[[ Stored data, beginning ]]

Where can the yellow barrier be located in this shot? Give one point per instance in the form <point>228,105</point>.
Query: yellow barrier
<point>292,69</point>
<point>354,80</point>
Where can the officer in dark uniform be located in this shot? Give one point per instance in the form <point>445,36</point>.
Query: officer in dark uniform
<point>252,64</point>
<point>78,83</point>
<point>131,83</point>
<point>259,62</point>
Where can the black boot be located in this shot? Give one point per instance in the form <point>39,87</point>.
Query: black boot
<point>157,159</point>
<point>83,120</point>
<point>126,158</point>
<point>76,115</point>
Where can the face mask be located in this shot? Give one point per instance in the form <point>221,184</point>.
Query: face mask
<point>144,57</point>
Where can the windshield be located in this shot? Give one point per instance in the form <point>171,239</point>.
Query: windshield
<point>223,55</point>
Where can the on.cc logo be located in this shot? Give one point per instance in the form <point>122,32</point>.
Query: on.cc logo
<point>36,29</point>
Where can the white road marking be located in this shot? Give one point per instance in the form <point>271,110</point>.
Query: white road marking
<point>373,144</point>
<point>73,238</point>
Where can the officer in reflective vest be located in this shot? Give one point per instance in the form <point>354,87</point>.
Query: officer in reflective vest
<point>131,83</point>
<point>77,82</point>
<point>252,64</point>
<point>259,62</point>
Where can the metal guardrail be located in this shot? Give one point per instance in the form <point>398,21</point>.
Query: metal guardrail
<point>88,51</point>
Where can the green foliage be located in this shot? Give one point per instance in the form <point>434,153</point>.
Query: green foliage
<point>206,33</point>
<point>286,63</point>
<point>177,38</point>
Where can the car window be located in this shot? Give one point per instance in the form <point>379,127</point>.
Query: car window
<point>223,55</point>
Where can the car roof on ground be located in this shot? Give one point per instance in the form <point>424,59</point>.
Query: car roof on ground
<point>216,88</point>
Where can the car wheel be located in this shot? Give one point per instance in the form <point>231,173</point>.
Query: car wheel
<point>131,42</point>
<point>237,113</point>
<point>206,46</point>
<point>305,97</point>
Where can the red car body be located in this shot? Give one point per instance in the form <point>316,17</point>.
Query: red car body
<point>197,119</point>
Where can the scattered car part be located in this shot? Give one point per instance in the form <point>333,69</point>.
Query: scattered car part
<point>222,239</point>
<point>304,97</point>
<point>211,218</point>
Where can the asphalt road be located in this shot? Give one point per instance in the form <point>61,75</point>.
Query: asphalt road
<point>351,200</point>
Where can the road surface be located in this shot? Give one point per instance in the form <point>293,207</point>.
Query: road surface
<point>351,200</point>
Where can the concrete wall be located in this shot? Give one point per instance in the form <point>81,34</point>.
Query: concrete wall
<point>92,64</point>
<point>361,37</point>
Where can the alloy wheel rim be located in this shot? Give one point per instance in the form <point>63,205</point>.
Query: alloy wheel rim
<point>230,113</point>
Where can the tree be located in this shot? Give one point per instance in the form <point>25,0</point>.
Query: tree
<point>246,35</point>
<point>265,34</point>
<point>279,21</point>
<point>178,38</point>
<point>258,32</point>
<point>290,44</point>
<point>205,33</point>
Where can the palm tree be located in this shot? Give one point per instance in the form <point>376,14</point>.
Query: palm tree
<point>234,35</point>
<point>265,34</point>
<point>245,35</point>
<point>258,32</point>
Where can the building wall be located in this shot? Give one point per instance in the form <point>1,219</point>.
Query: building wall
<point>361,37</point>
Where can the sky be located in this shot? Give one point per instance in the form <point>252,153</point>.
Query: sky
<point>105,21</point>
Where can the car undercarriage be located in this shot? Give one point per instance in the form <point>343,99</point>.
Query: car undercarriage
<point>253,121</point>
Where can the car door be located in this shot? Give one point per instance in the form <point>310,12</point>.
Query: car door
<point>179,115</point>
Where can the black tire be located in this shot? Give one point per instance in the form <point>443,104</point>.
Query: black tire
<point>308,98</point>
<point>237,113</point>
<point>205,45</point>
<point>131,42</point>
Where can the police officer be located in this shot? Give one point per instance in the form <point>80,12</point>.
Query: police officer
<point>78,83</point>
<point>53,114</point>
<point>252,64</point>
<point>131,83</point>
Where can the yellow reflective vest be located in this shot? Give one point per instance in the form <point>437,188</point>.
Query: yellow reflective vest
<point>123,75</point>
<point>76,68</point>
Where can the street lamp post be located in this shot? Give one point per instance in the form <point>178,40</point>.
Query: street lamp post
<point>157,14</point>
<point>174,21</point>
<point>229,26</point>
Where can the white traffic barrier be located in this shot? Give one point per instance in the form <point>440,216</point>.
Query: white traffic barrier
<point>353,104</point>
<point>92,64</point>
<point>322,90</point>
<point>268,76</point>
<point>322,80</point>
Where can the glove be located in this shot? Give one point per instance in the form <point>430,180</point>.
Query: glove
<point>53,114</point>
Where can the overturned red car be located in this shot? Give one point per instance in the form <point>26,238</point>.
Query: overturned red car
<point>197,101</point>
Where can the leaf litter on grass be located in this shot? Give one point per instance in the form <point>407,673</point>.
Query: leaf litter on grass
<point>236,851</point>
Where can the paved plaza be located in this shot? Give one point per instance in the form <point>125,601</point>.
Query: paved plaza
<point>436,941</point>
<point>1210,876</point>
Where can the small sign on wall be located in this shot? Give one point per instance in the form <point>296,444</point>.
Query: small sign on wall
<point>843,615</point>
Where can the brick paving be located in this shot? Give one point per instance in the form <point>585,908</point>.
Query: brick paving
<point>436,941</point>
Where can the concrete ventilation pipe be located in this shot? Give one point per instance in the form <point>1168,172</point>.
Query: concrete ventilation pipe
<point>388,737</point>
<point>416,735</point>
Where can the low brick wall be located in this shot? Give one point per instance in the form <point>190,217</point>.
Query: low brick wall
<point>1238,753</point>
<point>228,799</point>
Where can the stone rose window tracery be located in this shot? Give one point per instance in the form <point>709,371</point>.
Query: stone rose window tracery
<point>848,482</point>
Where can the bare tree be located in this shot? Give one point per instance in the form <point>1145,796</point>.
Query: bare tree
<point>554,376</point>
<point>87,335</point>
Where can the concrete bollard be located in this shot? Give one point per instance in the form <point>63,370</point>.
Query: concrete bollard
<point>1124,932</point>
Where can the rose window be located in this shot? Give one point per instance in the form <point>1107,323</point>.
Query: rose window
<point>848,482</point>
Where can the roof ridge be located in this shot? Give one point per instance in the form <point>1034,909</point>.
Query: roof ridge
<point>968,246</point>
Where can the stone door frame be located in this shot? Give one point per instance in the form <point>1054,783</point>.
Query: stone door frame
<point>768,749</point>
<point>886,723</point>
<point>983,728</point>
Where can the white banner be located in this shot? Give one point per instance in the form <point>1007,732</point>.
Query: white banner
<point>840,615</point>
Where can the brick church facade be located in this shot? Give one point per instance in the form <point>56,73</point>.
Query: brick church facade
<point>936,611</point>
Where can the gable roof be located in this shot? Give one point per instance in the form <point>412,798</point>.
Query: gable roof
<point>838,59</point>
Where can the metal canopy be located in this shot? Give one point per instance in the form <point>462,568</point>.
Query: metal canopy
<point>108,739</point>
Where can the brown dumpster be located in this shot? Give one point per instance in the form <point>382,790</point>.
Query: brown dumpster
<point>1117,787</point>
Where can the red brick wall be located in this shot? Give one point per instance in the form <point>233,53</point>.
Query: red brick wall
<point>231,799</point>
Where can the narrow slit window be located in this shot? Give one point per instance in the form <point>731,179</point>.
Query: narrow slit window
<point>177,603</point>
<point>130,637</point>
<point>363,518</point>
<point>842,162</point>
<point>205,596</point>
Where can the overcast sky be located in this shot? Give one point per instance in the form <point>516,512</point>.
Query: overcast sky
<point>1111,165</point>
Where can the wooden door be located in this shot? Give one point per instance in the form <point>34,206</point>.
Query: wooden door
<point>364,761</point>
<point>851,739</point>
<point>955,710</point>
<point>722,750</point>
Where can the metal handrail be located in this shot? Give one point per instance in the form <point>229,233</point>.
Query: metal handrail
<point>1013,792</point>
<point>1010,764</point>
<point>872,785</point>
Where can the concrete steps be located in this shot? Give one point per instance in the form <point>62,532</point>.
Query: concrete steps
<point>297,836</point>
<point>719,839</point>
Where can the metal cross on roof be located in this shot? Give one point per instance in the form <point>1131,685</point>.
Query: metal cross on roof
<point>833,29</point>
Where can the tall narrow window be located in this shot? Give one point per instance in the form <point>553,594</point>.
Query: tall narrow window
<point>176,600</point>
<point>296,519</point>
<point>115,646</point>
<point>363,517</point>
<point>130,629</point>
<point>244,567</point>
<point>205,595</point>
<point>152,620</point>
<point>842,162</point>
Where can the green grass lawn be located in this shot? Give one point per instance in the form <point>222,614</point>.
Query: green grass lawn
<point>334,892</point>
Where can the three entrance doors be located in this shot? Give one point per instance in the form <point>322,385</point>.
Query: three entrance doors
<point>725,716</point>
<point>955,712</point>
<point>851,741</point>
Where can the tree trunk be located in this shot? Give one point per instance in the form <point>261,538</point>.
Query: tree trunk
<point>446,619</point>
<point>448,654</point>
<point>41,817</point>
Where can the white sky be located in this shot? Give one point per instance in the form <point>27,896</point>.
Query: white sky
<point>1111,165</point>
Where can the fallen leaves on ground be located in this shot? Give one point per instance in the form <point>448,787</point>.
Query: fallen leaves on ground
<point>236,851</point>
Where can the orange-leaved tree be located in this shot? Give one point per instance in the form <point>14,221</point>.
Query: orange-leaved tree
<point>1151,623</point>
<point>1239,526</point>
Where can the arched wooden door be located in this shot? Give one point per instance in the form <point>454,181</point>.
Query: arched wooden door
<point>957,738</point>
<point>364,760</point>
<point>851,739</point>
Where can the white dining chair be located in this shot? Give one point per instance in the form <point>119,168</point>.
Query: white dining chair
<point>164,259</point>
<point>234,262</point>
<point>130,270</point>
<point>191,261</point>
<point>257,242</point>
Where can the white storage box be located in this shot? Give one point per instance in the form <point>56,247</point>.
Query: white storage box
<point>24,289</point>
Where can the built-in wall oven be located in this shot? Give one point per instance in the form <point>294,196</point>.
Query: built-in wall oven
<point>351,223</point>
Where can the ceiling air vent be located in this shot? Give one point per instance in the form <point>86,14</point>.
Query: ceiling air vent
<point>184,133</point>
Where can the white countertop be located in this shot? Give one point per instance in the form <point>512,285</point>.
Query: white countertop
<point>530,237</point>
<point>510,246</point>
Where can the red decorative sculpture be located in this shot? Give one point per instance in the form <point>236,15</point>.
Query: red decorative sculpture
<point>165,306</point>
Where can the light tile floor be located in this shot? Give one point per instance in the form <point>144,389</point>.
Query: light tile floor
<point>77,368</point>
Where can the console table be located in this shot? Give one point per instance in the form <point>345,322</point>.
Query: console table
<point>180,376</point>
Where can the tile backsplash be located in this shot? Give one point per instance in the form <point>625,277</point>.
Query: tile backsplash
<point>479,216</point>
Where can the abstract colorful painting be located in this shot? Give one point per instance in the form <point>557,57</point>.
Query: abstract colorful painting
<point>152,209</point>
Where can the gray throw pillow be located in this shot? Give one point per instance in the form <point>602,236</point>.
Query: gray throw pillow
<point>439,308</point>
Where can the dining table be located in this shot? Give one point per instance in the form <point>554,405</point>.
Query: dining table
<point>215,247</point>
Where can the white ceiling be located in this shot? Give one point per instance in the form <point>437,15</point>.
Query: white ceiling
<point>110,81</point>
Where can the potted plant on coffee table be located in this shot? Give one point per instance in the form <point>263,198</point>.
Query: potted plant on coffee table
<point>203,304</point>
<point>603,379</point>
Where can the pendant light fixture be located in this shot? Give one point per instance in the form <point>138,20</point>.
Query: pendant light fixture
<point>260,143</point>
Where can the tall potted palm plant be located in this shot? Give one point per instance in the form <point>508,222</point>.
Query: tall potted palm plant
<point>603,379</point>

[[ Stored data, end ]]

### Work instruction
Given the records above, return exactly the lines starting at the line containing "Query: green grass lawn" and ending at the line containing "Where can the arched", including both.

### Worked solution
Query: green grass lawn
<point>334,892</point>
Where can the three entrance doors be located in this shot? Give one point per instance in the form <point>322,385</point>.
Query: three entrance doors
<point>725,716</point>
<point>955,712</point>
<point>851,741</point>
Where can the tree trunk be located in this shot? Give one point per instance in the form <point>261,538</point>.
Query: tree trunk
<point>446,619</point>
<point>448,654</point>
<point>41,817</point>
Where can the white sky be located in this shot? Give one point per instance in the form <point>27,896</point>.
Query: white sky
<point>1111,165</point>
Where can the fallen leaves on ground be located in this shot? Give one point per instance in the form <point>448,787</point>.
Query: fallen leaves on ground
<point>236,851</point>
Where can the orange-leaved tree be located in this shot? Give one point per instance in the form <point>14,221</point>.
Query: orange-leaved tree
<point>1151,623</point>
<point>1239,526</point>
Where can the arched wooden door be located in this shot? Give one point per instance in the form <point>454,181</point>.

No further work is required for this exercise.